WHAT TO PRODUCE: Every entry is to be printed again precisely as given.
--- THE DATA ---
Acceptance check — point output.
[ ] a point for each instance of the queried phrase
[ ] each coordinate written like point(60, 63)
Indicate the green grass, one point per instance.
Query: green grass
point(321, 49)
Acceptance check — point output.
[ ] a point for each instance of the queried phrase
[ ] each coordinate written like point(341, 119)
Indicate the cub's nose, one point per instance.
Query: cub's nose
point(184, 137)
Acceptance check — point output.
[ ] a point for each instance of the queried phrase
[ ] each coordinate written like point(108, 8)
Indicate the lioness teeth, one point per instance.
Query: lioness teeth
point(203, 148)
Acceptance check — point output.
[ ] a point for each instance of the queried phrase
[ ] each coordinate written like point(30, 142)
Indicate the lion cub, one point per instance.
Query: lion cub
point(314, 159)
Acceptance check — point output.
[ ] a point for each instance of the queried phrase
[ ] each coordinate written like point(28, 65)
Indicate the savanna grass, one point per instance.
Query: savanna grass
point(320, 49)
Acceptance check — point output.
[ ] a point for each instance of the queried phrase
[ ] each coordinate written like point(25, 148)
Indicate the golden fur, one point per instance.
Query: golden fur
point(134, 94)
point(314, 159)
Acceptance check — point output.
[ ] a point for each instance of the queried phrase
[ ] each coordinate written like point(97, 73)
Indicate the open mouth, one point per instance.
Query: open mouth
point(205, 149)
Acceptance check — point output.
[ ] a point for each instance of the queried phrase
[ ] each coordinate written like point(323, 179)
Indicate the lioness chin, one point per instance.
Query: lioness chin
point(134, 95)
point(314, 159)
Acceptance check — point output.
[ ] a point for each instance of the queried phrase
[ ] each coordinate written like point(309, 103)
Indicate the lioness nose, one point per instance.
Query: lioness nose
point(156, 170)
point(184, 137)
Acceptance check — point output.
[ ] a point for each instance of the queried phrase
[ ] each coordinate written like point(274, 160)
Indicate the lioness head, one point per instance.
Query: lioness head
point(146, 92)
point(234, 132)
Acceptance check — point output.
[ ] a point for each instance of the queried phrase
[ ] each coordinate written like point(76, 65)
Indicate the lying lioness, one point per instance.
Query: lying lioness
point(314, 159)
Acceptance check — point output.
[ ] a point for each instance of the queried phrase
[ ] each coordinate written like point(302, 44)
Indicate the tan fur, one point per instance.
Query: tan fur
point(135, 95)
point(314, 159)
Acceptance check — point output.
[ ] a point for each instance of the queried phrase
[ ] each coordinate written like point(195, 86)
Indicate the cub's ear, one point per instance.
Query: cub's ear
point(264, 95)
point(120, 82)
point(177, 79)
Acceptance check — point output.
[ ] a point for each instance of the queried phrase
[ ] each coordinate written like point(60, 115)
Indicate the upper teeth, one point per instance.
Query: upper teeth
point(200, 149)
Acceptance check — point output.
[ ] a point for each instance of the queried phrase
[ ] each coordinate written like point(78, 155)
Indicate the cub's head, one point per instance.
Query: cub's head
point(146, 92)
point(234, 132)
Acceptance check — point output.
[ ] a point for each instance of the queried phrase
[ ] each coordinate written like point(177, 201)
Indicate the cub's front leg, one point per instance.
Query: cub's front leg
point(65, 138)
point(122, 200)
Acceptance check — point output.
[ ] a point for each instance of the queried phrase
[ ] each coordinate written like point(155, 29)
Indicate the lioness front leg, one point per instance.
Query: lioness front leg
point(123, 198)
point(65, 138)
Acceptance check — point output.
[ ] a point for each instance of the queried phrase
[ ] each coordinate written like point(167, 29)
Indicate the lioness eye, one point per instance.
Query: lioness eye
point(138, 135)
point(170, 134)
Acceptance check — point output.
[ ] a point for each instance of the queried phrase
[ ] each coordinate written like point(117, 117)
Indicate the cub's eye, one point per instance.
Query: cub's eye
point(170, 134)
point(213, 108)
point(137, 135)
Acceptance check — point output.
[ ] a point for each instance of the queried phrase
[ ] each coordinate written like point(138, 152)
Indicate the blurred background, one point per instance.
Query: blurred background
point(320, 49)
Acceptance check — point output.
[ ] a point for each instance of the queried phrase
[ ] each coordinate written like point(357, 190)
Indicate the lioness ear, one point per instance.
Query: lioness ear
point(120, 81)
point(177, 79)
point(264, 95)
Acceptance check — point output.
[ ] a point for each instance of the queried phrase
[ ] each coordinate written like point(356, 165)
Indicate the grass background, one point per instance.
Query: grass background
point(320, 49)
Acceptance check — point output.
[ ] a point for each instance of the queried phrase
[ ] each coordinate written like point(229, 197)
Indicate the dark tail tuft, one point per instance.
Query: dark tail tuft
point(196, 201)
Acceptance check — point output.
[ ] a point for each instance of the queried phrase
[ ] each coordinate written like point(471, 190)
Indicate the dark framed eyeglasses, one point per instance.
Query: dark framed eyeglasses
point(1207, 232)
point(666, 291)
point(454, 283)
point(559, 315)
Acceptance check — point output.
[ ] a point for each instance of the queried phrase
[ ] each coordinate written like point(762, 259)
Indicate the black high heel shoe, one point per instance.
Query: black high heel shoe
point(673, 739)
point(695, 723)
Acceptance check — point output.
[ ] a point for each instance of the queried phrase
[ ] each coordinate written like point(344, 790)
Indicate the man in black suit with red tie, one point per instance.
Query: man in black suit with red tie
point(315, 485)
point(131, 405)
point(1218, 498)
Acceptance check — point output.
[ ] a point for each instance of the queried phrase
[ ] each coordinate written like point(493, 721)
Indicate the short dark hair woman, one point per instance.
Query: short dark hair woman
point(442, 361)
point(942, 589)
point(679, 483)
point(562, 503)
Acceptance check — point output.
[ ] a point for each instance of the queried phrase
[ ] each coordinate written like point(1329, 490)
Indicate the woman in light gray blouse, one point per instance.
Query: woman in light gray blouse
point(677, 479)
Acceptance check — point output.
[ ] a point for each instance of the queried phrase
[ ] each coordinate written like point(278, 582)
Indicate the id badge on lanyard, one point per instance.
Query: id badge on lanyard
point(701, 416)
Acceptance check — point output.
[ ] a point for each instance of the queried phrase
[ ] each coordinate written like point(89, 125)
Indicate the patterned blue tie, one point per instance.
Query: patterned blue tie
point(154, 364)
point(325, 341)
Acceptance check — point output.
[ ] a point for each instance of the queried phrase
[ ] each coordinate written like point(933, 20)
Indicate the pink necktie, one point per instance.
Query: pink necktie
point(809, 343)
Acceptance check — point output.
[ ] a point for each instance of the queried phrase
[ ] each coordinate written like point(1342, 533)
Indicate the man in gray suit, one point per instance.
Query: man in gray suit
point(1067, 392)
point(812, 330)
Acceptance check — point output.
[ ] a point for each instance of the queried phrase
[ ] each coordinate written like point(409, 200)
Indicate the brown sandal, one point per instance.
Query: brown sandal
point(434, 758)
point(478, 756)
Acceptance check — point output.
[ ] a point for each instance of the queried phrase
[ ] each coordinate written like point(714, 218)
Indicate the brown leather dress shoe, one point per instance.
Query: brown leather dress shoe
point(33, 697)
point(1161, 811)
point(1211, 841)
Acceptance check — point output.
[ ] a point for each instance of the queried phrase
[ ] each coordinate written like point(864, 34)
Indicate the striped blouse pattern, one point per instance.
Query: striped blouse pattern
---
ANSWER BOX:
Acceptance check — point output.
[ ] a point for each instance of the queried phrase
[ ] each coordinate written like point(60, 63)
Indicate the green grass, one point per instance.
Query: green grass
point(321, 49)
Acceptance check — point output.
[ ] a point for each instance of the queried phrase
[ ] each coordinate written like point(341, 119)
Indicate the cub's nose, one point per instance.
Query: cub's nose
point(184, 137)
Acceptance check — point output.
[ ] a point for each instance of the queried phrase
[ ] each coordinate written like point(108, 8)
Indicate the lioness teeth, one point per instance.
Query: lioness teeth
point(203, 148)
Acceptance check — point output.
[ ] a point for each instance of the queried phrase
[ ] each coordinate written like point(30, 142)
Indicate the lion cub, one point per instance.
Query: lion cub
point(314, 159)
Acceptance check — point output.
[ ] a point for each instance of the queried phrase
[ ] each coordinate written like point(28, 65)
Indicate the savanna grass, one point per instance.
Query: savanna grass
point(320, 49)
Acceptance check — point output.
[ ] a point for each instance of the queried phrase
[ ] each coordinate written like point(25, 148)
Indicate the golden fur, one point per instance.
Query: golden fur
point(134, 94)
point(314, 159)
Acceptance check — point output.
[ ] a point for each instance of the queried phrase
[ ] each coordinate written like point(97, 73)
Indicate the open mouth, one point per instance.
Query: open mouth
point(205, 149)
Acceptance check — point output.
[ ] a point for each instance of the queried phrase
[ ] each coordinate written like point(323, 179)
Indicate the lioness chin, one point per instance.
Query: lioness chin
point(134, 95)
point(314, 159)
Acceptance check — point output.
[ ] a point for each instance of the queried phrase
[ ] each coordinate written like point(309, 103)
Indicate the lioness nose, one point per instance.
Query: lioness nose
point(156, 170)
point(184, 137)
Acceptance check — point output.
[ ] a point for each instance of the queried phrase
[ ] each coordinate written like point(274, 160)
Indicate the lioness head, one point per instance.
Query: lioness head
point(146, 92)
point(234, 132)
Acceptance check — point output.
[ ] a point for each instance of the queried phrase
[ ] each coordinate written like point(76, 65)
Indicate the lying lioness, one point per instance.
Query: lying lioness
point(314, 159)
Acceptance check — point output.
[ ] a point for each instance of the queried phrase
[ ] each coordinate written like point(302, 44)
Indicate the tan fur, one point per instance.
Query: tan fur
point(135, 95)
point(314, 159)
Acceptance check — point output.
[ ] a point for each instance of the queried phrase
[ ] each coordinate written like point(195, 86)
Indicate the cub's ear, one point per instance.
Query: cub's ear
point(264, 95)
point(120, 82)
point(177, 79)
Acceptance check — point output.
[ ] a point for each instance of the queried phrase
[ ] each coordinate written like point(60, 115)
Indicate the upper teeth, one point per instance.
Query: upper teeth
point(200, 149)
Acceptance check — point output.
[ ] a point for each instance of the queried phrase
[ ] each coordinate written like point(78, 155)
Indicate the cub's head, one point per instance.
Query: cub's head
point(146, 92)
point(234, 132)
Acceptance check — point output.
[ ] a point for each instance of the queried phrase
[ ] each coordinate written like point(177, 201)
Indicate the cub's front leg, one point per instance.
Query: cub's front leg
point(65, 138)
point(122, 200)
Acceptance check — point output.
[ ] a point for each instance of the queried phrase
[ ] each coordinate written like point(155, 29)
Indicate the lioness front leg, one point per instance.
Query: lioness front leg
point(123, 198)
point(65, 138)
Acceptance check — point output.
[ ] a point for each instance of the queried phrase
[ ] each coordinate written like point(167, 29)
Indicate the lioness eye, one point per instance.
Query: lioness eye
point(138, 135)
point(170, 134)
Acceptance check — point output.
[ ] a point for each instance of the queried phrase
[ ] each coordinate written like point(117, 117)
Indicate the cub's eye, one point per instance.
Query: cub's eye
point(170, 134)
point(213, 108)
point(137, 135)
Acceptance check — point output.
[ ] a point for each instance of the queried phrase
[ ] each coordinate written like point(138, 152)
Indicate the blurred background, one point per instance.
Query: blurred background
point(320, 49)
Acceptance check — point output.
[ ] a point for each instance of the queried phrase
[ ] each coordinate written like point(357, 190)
Indicate the lioness ear, one point per instance.
Query: lioness ear
point(120, 81)
point(177, 79)
point(264, 95)
Acceptance check — point output.
[ ] a point for each instance of the queried phrase
[ ] each coordinate written like point(356, 165)
Indicate the grass background, one point per instance.
Query: grass background
point(320, 49)
Acceptance check — point output.
[ ] a point for each instance of the queried phrase
[ ] each coordinate written like point(229, 197)
Indicate the dark tail tuft, one point per instance.
Query: dark tail tuft
point(196, 201)
Acceptance check — point output.
[ ] a point for each instance of the queried phrase
[ ] each coordinate written like point(471, 190)
Indicate the dark framed eyeglasses, one point per instance.
Query: dark framed eyeglasses
point(1207, 232)
point(666, 291)
point(454, 283)
point(559, 315)
Acceptance check — point output.
[ ] a point for each instance of the queried phrase
[ ] each coordinate written like point(762, 259)
Indicate the black high heel shoe, one point per instance.
Query: black high heel shoe
point(673, 739)
point(695, 723)
Acceptance check — point output.
[ ] a point for each instance of the queried phrase
[ ] each coordinate written like point(344, 790)
Indicate the man in black suit with red tie, one point per instance.
Query: man in black suit with red tie
point(315, 485)
point(131, 405)
point(1218, 498)
Acceptance check — point output.
[ ] a point for each instance of the queried phrase
[ ] each coordinate written like point(493, 721)
Indicate the short dark hair woman, one point per instance.
Query: short dark hair woman
point(442, 361)
point(942, 589)
point(679, 483)
point(562, 503)
Acceptance check — point output.
[ ] a point for each instance of the queried phrase
[ ] each coordinate written like point(1329, 490)
Indicate the woman in light gray blouse, one point per instance.
Query: woman in light gray blouse
point(677, 479)
Acceptance check — point output.
[ ] a point for each instance of the queried phrase
[ ] each coordinate written like point(278, 582)
Indicate the id badge on lanyard, one point per instance.
Query: id badge on lanyard
point(701, 416)
Acceptance check — point output.
[ ] a point for each instance of the queried phrase
[ ] each coordinate written like point(89, 125)
Indicate the patterned blue tie, one point per instance.
Query: patterned blue tie
point(154, 364)
point(325, 341)
Acceptance check — point output.
[ ] a point for each instance of the queried phrase
[ ] each coordinate written like point(933, 20)
Indicate the pink necktie, one point per instance.
Query: pink necktie
point(809, 343)
Acceptance check — point output.
[ ] a point for each instance of the queried phrase
[ ] each coordinate written like point(1342, 533)
Indicate the man in gray suit, one point per instance.
Query: man in gray suit
point(1067, 392)
point(812, 330)
Acceptance check — point output.
[ ] a point for each instance of the queried phrase
[ ] each coordinate written like point(409, 200)
Indicate the brown sandal, one point per instance.
Query: brown sandal
point(434, 758)
point(478, 756)
Acceptance check — point output.
[ ] a point for each instance of the queried phrase
[ ] each coordinate written like point(714, 218)
Indicate the brown leather dress shoe, one point per instance.
Query: brown leather dress shoe
point(33, 697)
point(1161, 811)
point(1211, 841)
Acceptance check — point output.
[ ] a point for each instance of the queried phrase
[ ] each coordinate written like point(864, 34)
Indicate the striped blouse pattern, one point per instance.
Query: striped blouse pattern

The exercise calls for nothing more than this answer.